** THE DATA follows **

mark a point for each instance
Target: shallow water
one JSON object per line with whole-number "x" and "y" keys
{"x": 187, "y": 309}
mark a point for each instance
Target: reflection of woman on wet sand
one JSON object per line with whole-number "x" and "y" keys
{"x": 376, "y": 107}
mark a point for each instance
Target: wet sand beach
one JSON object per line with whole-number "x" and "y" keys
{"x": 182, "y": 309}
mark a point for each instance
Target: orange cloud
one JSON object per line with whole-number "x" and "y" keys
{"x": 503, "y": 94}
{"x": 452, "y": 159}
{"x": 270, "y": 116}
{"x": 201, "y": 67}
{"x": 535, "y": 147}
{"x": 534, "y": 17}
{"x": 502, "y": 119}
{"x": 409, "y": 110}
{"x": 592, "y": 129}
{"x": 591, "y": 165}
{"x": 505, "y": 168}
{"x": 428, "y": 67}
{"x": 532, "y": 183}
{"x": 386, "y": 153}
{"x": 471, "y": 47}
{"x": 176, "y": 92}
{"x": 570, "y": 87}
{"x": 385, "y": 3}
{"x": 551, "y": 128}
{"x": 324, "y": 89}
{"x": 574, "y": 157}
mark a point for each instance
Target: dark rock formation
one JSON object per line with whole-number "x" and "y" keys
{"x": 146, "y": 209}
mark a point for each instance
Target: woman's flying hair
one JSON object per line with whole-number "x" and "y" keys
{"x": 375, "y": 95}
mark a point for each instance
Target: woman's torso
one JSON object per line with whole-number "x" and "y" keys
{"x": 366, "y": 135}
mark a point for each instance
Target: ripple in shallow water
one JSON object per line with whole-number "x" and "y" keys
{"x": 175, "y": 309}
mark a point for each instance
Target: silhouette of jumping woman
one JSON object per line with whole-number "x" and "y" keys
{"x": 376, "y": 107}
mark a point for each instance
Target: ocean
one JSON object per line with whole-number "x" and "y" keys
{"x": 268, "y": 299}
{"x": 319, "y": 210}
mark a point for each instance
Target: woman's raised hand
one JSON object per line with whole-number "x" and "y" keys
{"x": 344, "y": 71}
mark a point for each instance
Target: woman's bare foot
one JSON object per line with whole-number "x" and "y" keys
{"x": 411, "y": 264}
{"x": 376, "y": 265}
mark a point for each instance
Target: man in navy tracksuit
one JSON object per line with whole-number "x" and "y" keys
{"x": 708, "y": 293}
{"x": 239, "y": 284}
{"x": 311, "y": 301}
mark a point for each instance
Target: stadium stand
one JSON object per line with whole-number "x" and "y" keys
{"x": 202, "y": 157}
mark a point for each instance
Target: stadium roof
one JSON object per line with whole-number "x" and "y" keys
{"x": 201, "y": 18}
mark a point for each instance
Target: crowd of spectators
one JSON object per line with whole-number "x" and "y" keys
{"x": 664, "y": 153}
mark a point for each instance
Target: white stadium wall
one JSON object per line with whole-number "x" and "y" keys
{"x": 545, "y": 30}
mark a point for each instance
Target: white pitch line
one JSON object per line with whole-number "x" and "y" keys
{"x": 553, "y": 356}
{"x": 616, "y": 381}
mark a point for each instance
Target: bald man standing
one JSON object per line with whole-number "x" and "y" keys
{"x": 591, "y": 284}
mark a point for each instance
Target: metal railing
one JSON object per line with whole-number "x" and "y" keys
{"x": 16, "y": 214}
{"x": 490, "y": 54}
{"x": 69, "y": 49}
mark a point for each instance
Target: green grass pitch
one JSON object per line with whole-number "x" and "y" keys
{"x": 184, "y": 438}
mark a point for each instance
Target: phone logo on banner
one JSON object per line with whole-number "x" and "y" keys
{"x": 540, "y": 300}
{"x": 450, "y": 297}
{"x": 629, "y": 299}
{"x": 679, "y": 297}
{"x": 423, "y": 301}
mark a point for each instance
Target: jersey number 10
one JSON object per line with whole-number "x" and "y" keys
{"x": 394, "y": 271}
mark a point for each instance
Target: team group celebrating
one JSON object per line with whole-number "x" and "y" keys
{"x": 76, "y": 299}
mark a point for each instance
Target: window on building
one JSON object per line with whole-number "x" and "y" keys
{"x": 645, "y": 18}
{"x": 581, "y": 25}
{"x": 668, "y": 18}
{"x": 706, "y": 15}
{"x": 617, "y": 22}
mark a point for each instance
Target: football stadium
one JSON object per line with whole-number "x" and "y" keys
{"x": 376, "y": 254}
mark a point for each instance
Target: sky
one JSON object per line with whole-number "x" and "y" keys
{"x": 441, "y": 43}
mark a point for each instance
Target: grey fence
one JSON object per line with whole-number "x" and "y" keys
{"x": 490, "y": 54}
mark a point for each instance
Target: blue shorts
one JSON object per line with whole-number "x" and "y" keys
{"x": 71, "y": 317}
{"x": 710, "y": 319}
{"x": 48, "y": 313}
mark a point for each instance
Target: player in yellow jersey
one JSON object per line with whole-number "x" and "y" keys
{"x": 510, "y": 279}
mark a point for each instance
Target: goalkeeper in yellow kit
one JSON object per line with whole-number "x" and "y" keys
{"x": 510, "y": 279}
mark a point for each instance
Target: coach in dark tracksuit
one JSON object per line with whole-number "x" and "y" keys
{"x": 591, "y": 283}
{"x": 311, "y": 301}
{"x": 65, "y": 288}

** End of THE DATA **

**ASSIGNMENT**
Your answer should be a single number: the count of lines above with the word "woman".

**RESPONSE FOR THIS EXERCISE**
6